## Set task
List every line in the data below that contains the word "woman".

■ ■ ■ ■ ■ ■ ■

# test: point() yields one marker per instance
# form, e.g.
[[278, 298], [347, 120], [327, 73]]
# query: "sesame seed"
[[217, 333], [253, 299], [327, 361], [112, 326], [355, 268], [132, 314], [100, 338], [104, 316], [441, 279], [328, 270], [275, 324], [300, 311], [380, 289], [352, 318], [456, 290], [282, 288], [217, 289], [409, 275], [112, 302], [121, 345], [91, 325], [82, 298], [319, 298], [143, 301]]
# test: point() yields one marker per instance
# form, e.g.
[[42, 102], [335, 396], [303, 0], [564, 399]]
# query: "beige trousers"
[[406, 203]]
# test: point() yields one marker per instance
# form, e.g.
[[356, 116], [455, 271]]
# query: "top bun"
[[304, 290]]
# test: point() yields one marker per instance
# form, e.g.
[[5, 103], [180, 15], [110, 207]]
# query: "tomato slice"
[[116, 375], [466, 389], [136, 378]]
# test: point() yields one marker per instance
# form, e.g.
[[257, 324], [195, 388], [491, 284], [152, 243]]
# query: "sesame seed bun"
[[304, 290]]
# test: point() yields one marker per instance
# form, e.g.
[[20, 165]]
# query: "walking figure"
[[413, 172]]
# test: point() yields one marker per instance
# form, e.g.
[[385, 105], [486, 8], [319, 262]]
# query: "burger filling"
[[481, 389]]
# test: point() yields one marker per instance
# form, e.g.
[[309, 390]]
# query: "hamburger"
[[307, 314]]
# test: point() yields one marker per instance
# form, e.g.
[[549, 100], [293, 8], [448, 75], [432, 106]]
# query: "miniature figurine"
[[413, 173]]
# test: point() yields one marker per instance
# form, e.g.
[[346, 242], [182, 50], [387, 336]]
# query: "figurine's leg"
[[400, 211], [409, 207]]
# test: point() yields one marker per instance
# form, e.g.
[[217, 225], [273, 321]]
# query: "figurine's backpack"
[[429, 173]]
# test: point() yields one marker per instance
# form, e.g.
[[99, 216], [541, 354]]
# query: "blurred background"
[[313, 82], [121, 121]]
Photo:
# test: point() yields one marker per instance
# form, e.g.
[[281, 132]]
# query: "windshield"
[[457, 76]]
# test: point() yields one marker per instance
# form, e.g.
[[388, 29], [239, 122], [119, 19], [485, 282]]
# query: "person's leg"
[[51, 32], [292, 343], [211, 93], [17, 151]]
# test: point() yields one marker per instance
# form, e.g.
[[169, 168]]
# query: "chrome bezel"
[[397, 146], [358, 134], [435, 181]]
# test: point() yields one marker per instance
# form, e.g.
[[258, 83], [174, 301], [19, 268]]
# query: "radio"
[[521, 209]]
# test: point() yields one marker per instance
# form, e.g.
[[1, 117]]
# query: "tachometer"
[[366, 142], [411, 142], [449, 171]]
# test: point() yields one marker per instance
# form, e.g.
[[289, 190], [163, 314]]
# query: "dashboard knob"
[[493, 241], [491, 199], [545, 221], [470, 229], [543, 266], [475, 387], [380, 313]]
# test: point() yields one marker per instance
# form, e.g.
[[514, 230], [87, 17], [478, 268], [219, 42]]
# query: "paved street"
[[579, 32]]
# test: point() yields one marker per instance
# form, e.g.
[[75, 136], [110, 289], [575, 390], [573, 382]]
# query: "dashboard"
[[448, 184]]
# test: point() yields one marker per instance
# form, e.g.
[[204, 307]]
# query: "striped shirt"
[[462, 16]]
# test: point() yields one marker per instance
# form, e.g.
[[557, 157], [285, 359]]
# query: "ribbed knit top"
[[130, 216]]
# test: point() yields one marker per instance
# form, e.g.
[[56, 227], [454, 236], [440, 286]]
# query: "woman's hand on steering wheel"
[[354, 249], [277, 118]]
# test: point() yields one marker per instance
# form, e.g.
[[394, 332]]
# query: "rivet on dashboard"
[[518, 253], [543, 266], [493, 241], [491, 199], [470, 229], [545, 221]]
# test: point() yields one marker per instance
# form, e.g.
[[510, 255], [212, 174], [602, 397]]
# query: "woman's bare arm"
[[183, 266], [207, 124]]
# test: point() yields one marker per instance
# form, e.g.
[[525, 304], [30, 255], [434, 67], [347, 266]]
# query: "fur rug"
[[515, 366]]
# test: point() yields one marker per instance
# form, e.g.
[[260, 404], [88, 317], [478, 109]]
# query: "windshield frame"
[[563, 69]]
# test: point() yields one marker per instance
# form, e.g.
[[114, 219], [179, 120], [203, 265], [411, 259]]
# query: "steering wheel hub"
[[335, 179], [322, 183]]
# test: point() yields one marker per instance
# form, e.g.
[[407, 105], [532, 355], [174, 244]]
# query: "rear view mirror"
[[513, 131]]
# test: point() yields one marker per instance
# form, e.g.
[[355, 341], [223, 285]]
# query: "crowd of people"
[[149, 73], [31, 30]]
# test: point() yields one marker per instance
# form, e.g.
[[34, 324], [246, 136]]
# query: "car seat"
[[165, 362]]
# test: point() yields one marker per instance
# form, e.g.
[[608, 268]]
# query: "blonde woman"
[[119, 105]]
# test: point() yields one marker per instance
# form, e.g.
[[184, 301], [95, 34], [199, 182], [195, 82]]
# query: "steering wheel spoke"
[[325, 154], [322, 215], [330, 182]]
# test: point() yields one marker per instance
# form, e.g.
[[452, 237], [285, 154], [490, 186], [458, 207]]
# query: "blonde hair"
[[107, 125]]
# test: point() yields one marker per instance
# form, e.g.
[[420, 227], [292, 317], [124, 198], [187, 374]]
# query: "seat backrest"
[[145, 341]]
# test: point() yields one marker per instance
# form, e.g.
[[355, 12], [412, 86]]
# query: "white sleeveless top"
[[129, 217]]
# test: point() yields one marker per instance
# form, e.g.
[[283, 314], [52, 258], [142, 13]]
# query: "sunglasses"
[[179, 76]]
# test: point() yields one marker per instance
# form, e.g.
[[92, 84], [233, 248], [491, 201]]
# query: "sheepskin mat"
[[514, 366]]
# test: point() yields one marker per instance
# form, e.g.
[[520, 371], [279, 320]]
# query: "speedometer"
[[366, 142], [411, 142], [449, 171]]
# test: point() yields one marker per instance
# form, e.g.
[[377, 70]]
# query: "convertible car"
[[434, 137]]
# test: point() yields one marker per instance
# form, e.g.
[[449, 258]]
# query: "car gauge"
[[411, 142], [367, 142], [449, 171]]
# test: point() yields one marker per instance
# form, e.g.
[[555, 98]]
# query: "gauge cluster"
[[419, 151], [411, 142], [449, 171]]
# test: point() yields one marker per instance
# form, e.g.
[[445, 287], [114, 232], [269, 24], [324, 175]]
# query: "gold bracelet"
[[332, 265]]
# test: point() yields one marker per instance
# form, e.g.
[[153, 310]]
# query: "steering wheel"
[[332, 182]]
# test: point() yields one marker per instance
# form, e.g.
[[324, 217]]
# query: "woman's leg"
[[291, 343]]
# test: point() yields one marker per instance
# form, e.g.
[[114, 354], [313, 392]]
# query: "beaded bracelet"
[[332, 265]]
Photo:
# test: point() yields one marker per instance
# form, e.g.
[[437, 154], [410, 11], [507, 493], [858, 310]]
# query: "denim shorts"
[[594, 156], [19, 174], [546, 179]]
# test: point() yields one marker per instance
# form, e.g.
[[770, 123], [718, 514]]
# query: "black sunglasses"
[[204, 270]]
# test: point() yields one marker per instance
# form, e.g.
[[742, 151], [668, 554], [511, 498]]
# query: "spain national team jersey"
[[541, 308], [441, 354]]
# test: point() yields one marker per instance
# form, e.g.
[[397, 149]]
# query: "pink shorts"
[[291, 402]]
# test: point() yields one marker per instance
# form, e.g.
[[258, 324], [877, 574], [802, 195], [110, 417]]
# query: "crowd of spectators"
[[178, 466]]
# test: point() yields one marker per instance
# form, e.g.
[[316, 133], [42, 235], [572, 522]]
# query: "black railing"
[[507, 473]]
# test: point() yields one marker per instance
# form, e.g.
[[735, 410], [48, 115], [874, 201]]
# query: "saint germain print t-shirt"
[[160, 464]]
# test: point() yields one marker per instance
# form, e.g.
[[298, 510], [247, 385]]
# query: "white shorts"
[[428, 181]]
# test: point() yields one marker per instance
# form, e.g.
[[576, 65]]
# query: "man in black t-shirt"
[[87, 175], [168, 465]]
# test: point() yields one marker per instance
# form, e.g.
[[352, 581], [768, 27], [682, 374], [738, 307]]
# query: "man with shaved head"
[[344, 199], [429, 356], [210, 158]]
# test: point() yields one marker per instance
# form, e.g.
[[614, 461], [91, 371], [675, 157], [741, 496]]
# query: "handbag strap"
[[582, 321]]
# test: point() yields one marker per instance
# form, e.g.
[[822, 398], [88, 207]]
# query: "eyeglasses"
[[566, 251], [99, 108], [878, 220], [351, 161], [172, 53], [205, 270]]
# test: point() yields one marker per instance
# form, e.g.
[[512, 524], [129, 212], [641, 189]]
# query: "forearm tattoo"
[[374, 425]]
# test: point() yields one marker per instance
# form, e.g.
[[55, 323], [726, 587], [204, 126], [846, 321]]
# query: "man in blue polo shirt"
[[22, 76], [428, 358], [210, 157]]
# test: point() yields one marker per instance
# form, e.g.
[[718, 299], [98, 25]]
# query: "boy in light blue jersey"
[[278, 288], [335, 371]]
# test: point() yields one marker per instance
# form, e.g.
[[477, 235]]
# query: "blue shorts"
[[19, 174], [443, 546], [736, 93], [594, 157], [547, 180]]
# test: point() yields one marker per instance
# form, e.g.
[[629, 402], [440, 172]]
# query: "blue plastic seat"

■ ■ ■ ■ ■ ■ ■

## Solved exercise
# query: "woman's hand on steering wheel"
# query: "woman's bare arm"
# query: "blonde woman"
# query: "woman's leg"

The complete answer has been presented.